■ Extract:
= Beginning of Section =
FORT WAYNE, Ind. — A new season of "The Voice" is now underway on NBC. The hit show discovers talented singers from all over the country and Hoosiers have been well-represented in past seasons. That includes Indiana's own Addison Agen, who wowed the celebrity judges and became runner-up on Season 13.
But what happens after "The Voice"? How do the newly discovered singers navigate the music industry to hit it big, on their own? 13News caught up with Addison, three years later, to see how she's doing and how her star is rising, even amidst a global pandemic.
She's been launching a nationwide singing career from a kitchen in her Indiana home. For Addison, it's working.
She's spent the past three years writing, recording and fine-tuning her talent, after her very high-profile start.
"It's been amazing for me to really be developing my own ideas and watching them come to life," Addison said. "That's been the coolest thing throughout these past years, just figuring out this niche that I want to be in, you know?"
= End of Section =
[Image-based pointing data]
= Beginning of Section =
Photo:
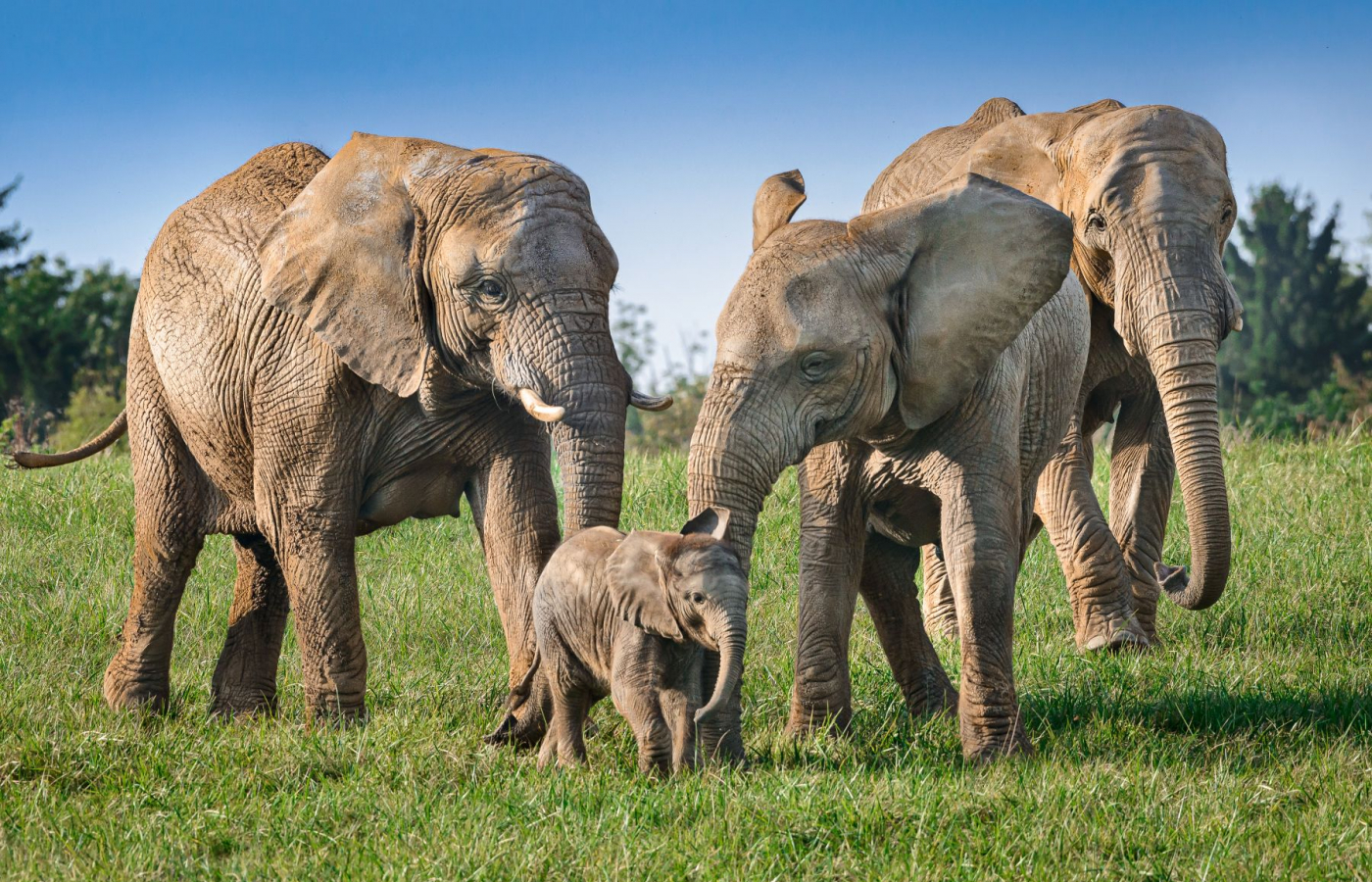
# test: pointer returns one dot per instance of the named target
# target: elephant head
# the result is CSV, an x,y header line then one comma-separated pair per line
x,y
1150,202
409,257
686,587
880,325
= End of Section =
■ Task to carry out: Write out the entire article about Addison Agen's career after "The Voice" word for word. These entries have nothing to do with the article.

■ Solution for this exercise:
FORT WAYNE, Ind. — A new season of "The Voice" is now underway on NBC. The hit show discovers talented singers from all over the country and Hoosiers have been well-represented in past seasons. That includes Indiana's own Addison Agen, who wowed the celebrity judges and became runner-up on Season 13.
But what happens after "The Voice"? How do the newly discovered singers navigate the music industry to hit it big, on their own? 13News caught up with Addison, three years later, to see how she's doing and how her star is rising, even amidst a global pandemic.
She's been launching a nationwide singing career from a kitchen in her Indiana home. For Addison, it's working.
She's spent the past three years writing, recording and fine-tuning her talent, after her very high-profile start.
"It's been amazing for me to really be developing my own ideas and watching them come to life," Addison said. "That's been the coolest thing throughout these past years, just figuring out this niche that I want to be in, you know?"